[PROBLEM TO WORK ON]: Copy down all of the data underneath, exactly as shown.

[DATA]:
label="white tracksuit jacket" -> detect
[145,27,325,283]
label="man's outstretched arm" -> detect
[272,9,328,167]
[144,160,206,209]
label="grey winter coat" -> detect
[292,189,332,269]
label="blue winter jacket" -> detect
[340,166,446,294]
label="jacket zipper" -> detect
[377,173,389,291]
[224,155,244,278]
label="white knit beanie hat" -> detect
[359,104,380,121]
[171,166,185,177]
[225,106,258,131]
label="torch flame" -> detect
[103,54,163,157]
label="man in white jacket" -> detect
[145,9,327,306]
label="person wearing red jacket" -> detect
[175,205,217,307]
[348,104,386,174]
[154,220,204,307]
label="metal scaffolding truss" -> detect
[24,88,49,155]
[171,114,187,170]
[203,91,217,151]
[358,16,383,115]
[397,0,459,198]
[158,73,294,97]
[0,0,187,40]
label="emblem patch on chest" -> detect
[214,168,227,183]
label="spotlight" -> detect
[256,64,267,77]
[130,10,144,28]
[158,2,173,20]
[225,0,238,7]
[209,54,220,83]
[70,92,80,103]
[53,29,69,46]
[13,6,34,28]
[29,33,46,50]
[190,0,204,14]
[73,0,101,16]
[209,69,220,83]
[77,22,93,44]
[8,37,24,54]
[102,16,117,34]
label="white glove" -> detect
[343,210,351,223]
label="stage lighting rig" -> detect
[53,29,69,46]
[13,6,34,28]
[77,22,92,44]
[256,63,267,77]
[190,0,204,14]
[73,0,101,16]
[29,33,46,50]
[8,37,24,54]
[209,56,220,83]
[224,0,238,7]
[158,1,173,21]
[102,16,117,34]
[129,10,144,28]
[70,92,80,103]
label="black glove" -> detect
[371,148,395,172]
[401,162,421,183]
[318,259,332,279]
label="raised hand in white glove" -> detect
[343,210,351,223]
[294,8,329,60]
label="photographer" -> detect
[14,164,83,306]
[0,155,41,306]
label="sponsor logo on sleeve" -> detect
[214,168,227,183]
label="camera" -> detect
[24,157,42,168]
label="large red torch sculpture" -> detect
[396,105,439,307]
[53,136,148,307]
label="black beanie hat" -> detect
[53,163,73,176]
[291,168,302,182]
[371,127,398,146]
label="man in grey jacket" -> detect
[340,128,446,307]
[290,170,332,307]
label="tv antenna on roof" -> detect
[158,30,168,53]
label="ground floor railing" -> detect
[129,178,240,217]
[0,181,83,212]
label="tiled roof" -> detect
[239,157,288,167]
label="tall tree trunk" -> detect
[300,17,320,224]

[TASK SOLUTION]:
label="white tracksuit jacket" -> detect
[145,27,325,283]
label="man's outstretched arm" -> detect
[272,9,328,167]
[144,160,206,209]
label="grey winter coat" -> detect
[292,189,332,269]
label="blue winter jacket" -> detect
[340,166,446,294]
label="jacket zipper" -> detect
[377,173,389,291]
[224,155,244,278]
label="white knit beanie hat" -> detect
[359,104,380,121]
[171,166,185,177]
[225,106,258,131]
label="torch flame" -> detect
[103,54,163,157]
label="man in white jacket" -> detect
[145,9,327,306]
label="person wearing red jacket" -> detect
[175,205,217,307]
[348,104,386,174]
[154,220,204,307]
label="metal scaffolding truss" -> detect
[24,88,49,155]
[171,114,187,170]
[203,91,217,151]
[358,16,383,115]
[397,0,459,198]
[158,73,294,97]
[0,0,187,40]
label="emblem patch on chest" -> detect
[214,168,227,183]
label="spotlight" -> detect
[256,64,267,77]
[130,10,144,28]
[158,2,173,20]
[225,0,238,7]
[209,54,220,83]
[70,92,80,103]
[53,29,69,46]
[13,6,34,28]
[29,33,46,50]
[190,0,204,14]
[73,0,101,16]
[209,69,220,83]
[77,22,93,44]
[8,37,24,54]
[102,16,117,34]
label="white glove" -> detect
[343,210,351,223]
label="stage lighting rig" -> detect
[53,29,69,46]
[13,6,34,28]
[77,22,92,44]
[256,63,267,77]
[190,0,204,14]
[73,0,101,16]
[29,33,46,50]
[8,37,24,54]
[209,56,220,83]
[224,0,238,7]
[158,1,173,21]
[102,16,117,34]
[129,10,144,28]
[70,92,80,103]
label="black glove" -> detect
[371,148,395,172]
[401,162,421,183]
[318,259,332,279]
label="raised hand in white glove" -> detect
[343,210,351,223]
[294,8,329,60]
label="photographer" -> detect
[14,164,83,306]
[0,155,41,306]
label="sponsor logo on sleeve" -> detect
[214,168,227,183]
label="camera" -> detect
[24,157,42,168]
label="large red torch sculpture" -> detect
[396,105,439,307]
[53,136,148,307]
label="black beanie hat" -> detect
[53,163,73,176]
[291,168,302,182]
[371,127,398,146]
label="man in grey jacket" -> detect
[340,128,446,307]
[290,170,332,307]
label="tv antenna on roof" -> detect
[158,30,168,53]
label="ground floor railing" -> detect
[129,178,240,217]
[0,181,83,212]
label="tiled roof" -> detect
[239,157,288,167]
label="tall tree trunk" -> detect
[300,17,320,224]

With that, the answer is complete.